▶ _Exercise description_
Reproduce the material word for word, beginning with the line that contains "Could you point out the man in grey" and continuing through the end of the material, and leave out any pictures.

Entries for pointing and labeling:

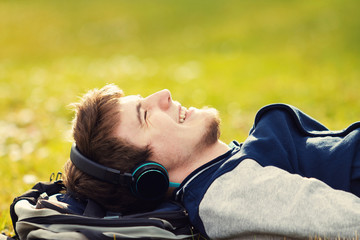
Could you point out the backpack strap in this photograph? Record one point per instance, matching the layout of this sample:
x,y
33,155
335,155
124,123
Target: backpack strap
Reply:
x,y
41,189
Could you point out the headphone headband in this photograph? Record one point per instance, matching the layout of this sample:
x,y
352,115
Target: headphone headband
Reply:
x,y
98,171
148,180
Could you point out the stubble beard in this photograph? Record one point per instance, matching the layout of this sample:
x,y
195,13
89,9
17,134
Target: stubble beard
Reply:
x,y
212,132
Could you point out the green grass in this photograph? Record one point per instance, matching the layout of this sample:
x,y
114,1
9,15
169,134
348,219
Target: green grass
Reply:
x,y
234,55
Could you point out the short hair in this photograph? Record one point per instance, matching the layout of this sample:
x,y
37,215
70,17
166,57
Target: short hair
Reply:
x,y
97,115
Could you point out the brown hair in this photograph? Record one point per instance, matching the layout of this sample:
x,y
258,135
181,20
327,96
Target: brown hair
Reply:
x,y
97,116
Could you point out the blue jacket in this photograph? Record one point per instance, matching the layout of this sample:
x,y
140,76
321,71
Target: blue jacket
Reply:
x,y
288,149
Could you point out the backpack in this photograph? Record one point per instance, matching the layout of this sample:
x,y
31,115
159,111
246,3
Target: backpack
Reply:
x,y
45,212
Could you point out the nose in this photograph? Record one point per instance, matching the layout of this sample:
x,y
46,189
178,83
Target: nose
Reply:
x,y
161,98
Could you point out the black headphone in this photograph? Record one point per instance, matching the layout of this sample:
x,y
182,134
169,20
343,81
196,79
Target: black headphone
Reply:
x,y
148,180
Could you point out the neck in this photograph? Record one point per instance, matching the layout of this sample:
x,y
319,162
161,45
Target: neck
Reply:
x,y
198,159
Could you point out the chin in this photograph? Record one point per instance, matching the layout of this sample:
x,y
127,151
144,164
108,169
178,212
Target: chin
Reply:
x,y
212,130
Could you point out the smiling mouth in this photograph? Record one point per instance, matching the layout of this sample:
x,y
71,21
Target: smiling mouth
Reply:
x,y
182,114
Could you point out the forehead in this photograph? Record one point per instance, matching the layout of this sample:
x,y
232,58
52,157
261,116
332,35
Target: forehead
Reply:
x,y
129,125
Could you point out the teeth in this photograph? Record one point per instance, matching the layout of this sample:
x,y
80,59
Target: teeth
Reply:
x,y
182,114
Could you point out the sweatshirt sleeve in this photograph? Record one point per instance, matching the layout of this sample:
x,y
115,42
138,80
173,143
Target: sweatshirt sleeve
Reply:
x,y
266,202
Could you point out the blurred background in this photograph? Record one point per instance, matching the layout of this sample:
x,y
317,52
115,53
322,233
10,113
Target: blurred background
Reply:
x,y
236,56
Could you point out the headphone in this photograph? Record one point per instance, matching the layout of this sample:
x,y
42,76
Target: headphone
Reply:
x,y
148,180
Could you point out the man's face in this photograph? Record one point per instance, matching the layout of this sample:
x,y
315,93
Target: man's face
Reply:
x,y
174,133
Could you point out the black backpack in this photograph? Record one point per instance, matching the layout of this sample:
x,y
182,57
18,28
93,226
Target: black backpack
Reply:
x,y
39,214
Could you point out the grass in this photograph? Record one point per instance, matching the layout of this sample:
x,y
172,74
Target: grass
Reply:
x,y
234,55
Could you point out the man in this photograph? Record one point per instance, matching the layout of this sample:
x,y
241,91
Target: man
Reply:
x,y
268,186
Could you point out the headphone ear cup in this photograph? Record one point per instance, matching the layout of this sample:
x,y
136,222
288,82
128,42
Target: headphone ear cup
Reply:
x,y
150,181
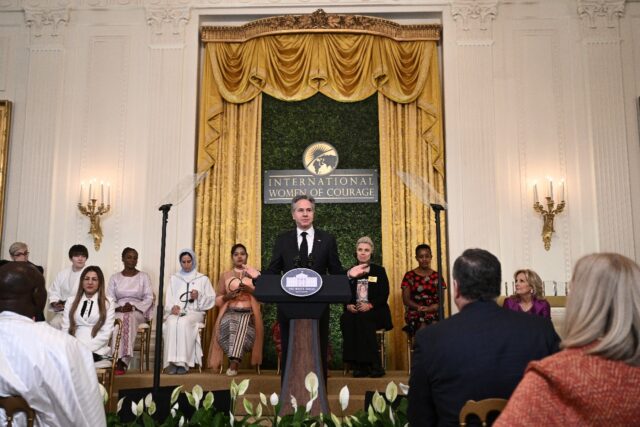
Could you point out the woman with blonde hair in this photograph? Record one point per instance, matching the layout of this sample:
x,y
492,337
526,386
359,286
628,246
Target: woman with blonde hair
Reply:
x,y
528,295
594,380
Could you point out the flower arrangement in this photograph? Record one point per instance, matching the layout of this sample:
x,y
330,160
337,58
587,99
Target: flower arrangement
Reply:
x,y
265,413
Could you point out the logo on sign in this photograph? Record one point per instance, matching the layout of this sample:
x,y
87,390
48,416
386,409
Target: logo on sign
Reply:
x,y
301,282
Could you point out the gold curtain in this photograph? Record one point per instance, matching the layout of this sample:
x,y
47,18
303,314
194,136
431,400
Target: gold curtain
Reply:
x,y
346,67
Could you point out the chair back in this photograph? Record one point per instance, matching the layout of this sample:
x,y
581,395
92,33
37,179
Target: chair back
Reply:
x,y
15,404
481,409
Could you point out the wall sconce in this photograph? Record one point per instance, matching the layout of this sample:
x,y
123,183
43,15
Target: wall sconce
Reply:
x,y
93,210
550,212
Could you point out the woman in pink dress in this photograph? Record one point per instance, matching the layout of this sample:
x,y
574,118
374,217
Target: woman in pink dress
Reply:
x,y
131,291
528,295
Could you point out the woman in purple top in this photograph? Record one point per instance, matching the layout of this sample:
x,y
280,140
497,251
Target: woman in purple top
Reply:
x,y
131,291
528,295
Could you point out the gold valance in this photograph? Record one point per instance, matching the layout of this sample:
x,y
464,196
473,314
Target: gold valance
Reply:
x,y
321,22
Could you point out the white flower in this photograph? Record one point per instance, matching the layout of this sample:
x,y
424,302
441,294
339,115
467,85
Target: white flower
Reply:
x,y
344,397
175,394
404,388
391,392
273,399
208,401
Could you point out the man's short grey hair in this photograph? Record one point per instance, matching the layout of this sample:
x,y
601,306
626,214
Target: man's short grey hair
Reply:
x,y
303,197
17,247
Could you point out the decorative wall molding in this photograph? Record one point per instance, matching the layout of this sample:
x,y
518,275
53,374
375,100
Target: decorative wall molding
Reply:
x,y
167,24
46,24
474,14
601,11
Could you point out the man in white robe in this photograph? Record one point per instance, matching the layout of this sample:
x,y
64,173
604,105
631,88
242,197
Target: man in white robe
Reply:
x,y
187,299
65,285
51,370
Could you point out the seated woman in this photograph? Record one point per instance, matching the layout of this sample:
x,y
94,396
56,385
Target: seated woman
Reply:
x,y
239,327
367,312
90,316
187,299
594,380
528,295
131,292
420,292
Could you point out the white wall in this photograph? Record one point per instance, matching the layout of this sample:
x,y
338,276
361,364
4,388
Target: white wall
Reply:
x,y
531,89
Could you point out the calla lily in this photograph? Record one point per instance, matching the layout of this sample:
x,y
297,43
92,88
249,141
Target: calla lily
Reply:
x,y
404,388
378,403
344,397
391,392
197,395
311,383
273,399
175,393
248,406
208,401
119,407
243,386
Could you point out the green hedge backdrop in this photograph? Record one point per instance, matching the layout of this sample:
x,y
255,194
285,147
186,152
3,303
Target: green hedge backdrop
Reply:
x,y
287,129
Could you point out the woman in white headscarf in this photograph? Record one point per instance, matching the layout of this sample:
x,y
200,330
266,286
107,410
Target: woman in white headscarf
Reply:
x,y
187,299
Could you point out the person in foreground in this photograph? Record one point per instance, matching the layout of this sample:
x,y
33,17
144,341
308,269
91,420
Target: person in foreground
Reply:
x,y
527,297
187,299
239,327
367,312
51,370
479,353
595,379
130,290
89,317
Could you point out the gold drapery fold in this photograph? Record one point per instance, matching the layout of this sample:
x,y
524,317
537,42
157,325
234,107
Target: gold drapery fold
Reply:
x,y
347,68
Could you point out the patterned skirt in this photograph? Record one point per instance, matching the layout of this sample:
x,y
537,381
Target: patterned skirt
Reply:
x,y
237,332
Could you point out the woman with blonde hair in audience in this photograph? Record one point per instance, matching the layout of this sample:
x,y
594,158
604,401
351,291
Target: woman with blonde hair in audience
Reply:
x,y
594,380
528,296
90,316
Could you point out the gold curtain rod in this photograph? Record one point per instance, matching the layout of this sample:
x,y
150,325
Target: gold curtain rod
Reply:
x,y
321,22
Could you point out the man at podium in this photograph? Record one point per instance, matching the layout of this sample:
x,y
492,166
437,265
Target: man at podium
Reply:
x,y
311,248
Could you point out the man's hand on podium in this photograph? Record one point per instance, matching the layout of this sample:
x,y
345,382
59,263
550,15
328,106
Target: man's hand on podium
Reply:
x,y
357,271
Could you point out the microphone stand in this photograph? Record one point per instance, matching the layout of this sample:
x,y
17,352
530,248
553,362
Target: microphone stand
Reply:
x,y
437,208
160,310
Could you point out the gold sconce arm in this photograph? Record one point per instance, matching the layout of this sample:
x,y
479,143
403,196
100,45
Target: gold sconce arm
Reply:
x,y
94,211
548,215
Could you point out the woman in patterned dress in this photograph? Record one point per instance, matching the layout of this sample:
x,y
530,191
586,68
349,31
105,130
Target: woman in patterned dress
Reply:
x,y
239,327
130,290
420,292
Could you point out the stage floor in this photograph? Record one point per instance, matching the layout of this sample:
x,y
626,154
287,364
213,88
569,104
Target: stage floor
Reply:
x,y
268,382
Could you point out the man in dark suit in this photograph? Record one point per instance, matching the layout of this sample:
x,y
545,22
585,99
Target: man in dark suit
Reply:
x,y
307,247
479,353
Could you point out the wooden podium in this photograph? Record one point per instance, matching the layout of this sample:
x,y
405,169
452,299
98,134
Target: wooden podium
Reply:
x,y
303,353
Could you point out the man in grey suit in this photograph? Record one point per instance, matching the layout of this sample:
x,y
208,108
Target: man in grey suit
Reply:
x,y
479,353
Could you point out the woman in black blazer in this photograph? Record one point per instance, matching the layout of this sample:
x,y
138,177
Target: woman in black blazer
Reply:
x,y
367,312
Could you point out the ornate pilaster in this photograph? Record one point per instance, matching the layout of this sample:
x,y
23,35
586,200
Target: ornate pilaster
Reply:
x,y
601,50
46,25
167,24
474,16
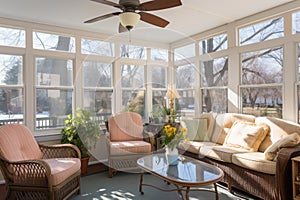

▶ _Worked answer_
Could you point out the man in grey suit in this photograph? Record one point per instance, matching the layout of this sample:
x,y
208,108
Target: man in grey suit
Reply:
x,y
479,353
Could you point out the woman in black blazer in this photograph? Record one point per instance, matching the layout of this sample:
x,y
138,177
Target: woman in black blazer
Reply:
x,y
367,312
Could you point out the ornate pilaster in this photograph? Record one point per instance, matching the layout of this sample:
x,y
23,35
586,200
Target: ornate pilaster
Reply:
x,y
601,50
46,25
167,24
474,16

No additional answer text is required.